◆ Exercise prompt ◆
Pick out each line in the rows below that contains the string "instance", and copy those lines. Case counts.

──────

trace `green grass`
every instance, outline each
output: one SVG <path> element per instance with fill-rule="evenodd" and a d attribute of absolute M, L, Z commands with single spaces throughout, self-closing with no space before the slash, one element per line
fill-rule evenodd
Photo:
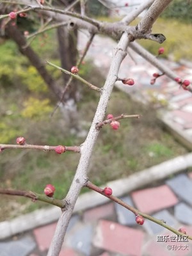
<path fill-rule="evenodd" d="M 166 31 L 168 31 L 168 29 L 172 31 L 173 29 L 173 22 L 169 24 L 166 20 L 166 25 L 161 20 L 159 20 L 159 22 L 154 28 L 156 32 L 163 33 L 166 35 L 168 33 Z M 183 25 L 179 26 L 179 29 L 181 29 Z M 184 27 L 186 28 L 186 25 Z M 186 36 L 188 36 L 189 33 L 188 35 L 186 31 L 185 33 Z M 172 31 L 171 35 L 171 49 L 173 51 L 173 45 L 179 44 L 174 40 L 174 36 L 177 35 L 174 35 L 173 31 Z M 184 43 L 188 43 L 189 49 L 190 41 L 182 40 L 185 41 Z M 143 42 L 147 43 L 144 40 L 141 43 Z M 33 44 L 38 51 L 38 47 L 40 46 L 38 42 Z M 156 49 L 148 46 L 154 52 L 159 47 L 154 42 L 147 44 L 149 45 L 150 44 L 156 45 Z M 52 45 L 51 46 L 52 47 Z M 164 45 L 163 46 L 166 49 L 166 52 L 169 52 L 166 47 Z M 45 58 L 48 56 L 49 47 L 48 45 L 43 49 L 42 54 Z M 2 54 L 3 58 L 0 60 L 0 64 L 1 60 L 3 63 L 0 66 L 3 67 L 4 63 L 8 67 L 12 60 L 14 65 L 20 65 L 23 68 L 22 76 L 19 76 L 20 73 L 17 73 L 14 77 L 14 67 L 12 65 L 5 76 L 3 76 L 4 71 L 1 71 L 0 68 L 2 84 L 0 88 L 1 143 L 15 143 L 17 136 L 24 136 L 27 143 L 31 144 L 81 145 L 84 138 L 79 138 L 70 134 L 67 124 L 65 122 L 58 110 L 52 118 L 50 118 L 48 113 L 44 113 L 45 115 L 44 118 L 40 116 L 38 121 L 33 116 L 24 116 L 22 115 L 25 108 L 24 102 L 29 96 L 35 97 L 41 100 L 49 98 L 50 95 L 49 92 L 44 92 L 43 94 L 38 91 L 34 92 L 34 88 L 32 90 L 30 89 L 31 87 L 29 84 L 28 86 L 26 82 L 22 83 L 22 78 L 24 77 L 29 64 L 22 57 L 15 57 L 17 51 L 13 44 L 8 42 L 8 46 L 1 46 L 0 53 L 1 51 L 1 52 L 4 52 L 5 51 L 6 56 Z M 185 50 L 182 49 L 181 51 Z M 13 59 L 11 58 L 12 55 Z M 51 52 L 51 55 L 54 56 L 54 52 Z M 93 84 L 104 84 L 104 79 L 100 76 L 99 70 L 93 68 L 91 63 L 88 62 L 86 65 L 83 66 L 81 72 L 81 75 Z M 58 77 L 59 74 L 60 73 L 56 74 L 56 76 Z M 29 73 L 29 80 L 32 76 L 31 81 L 36 81 L 37 77 L 33 70 Z M 26 81 L 26 76 L 24 79 Z M 83 120 L 83 128 L 88 132 L 97 108 L 99 95 L 83 85 L 79 86 L 82 86 L 81 94 L 83 97 L 77 104 L 79 117 L 80 122 Z M 54 107 L 55 102 L 52 100 L 49 108 L 53 110 Z M 38 113 L 41 111 L 41 109 L 35 106 L 33 111 L 35 109 Z M 90 179 L 99 186 L 109 180 L 127 177 L 132 173 L 187 152 L 186 148 L 163 129 L 161 124 L 156 119 L 155 111 L 152 106 L 146 107 L 134 102 L 123 92 L 114 90 L 106 115 L 113 113 L 115 116 L 122 113 L 140 114 L 143 117 L 140 119 L 121 120 L 120 128 L 118 131 L 112 130 L 109 125 L 102 127 L 94 148 L 88 174 Z M 43 193 L 45 185 L 52 183 L 56 188 L 55 196 L 61 198 L 68 189 L 79 159 L 79 154 L 77 153 L 66 152 L 58 155 L 54 152 L 6 150 L 1 154 L 0 158 L 1 186 Z M 1 205 L 0 221 L 45 206 L 43 203 L 33 204 L 26 198 L 1 196 Z M 13 207 L 15 207 L 14 211 Z"/>
<path fill-rule="evenodd" d="M 136 24 L 134 22 L 133 24 Z M 161 57 L 170 57 L 175 61 L 192 59 L 192 24 L 184 24 L 176 19 L 158 19 L 154 24 L 152 33 L 163 34 L 166 40 L 159 45 L 152 41 L 141 40 L 138 42 L 150 52 L 157 55 L 158 49 L 163 47 L 164 53 Z"/>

──────

◆ Written response ◆
every instance, outline each
output: one SVG <path> element per instance with fill-rule="evenodd" and a d attribute of absolute M, L, Z commands with single spaces throughout, self-closing with no space before the slash, one element per line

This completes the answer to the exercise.